Passage:
▬▬▬▬▬▬▬▬▬▬
Mickey Mouse became the company’s international symbol. When President Richard Nixon handed the widow a gold Commemorative Medal honoring her husband at a White House ceremony in 1969, it was etched with a profile of Walt Disney on one side and Mickey Mouse on the reverse.

“Mrs. Disney was a full-time partner to Walt, and we are all grateful for her contributions in the creation of Mickey Mouse and the Disney Co. and for the example she set for family life and community service,” company Chairman Michael D. Eisner said Wednesday. “Lillian and Walt Disney and Edna and Roy Disney were pioneers in turning a creative vision through hard work and sacrifice into an American institution. For that, the world is grateful.”

Always supportive of the arts, Lillian Disney on May 13, 1987, announced the memorial she envisioned for her husband--a world-class concert hall for the city where he had flourished. She handed the Music Center of Los Angeles County $50 million and asked that Walt Disney Concert Hall be built across 1st Street from the Dorothy Chandler Pavilion.
▬▬▬▬▬▬▬▬▬▬
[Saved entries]
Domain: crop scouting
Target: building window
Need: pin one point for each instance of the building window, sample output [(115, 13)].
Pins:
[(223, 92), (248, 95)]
▬▬▬▬▬▬▬▬▬▬
Tasks:
1. According to the passage about Lillian Disney, where did she ask that Walt Disney Concert Hall be built?
2. Does each statement agree with the passage about Lillian Disney? Answer yes or no for each, and quote the words from the passage that decide it.
(a) The medal Nixon presented at the White House showed Mickey Mouse on both sides.
(b) The Commemorative Medal was presented at a White House ceremony in 1969.
(c) Lillian Disney gave the Music Center of Los Angeles County $50 million.
3. Summarize the passage about Lillian Disney in two sentences.

Per-task answers:
1. Across 1st Street from the Dorothy Chandler Pavilion.

2.
(a) No: "etched with a profile of Walt Disney on one side and Mickey Mouse on the reverse"
(b) Yes: "at a White House ceremony in 1969"
(c) Yes: "She handed the Music Center of Los Angeles County $50 million"

3. Company Chairman Michael D. Eisner praised Lillian Disney as a full-time partner to Walt and credited her contributions to the creation of Mickey Mouse and the Disney Co. In 1987 she announced a memorial to her husband, giving the Music Center of Los Angeles County $50 million to build Walt Disney Concert Hall.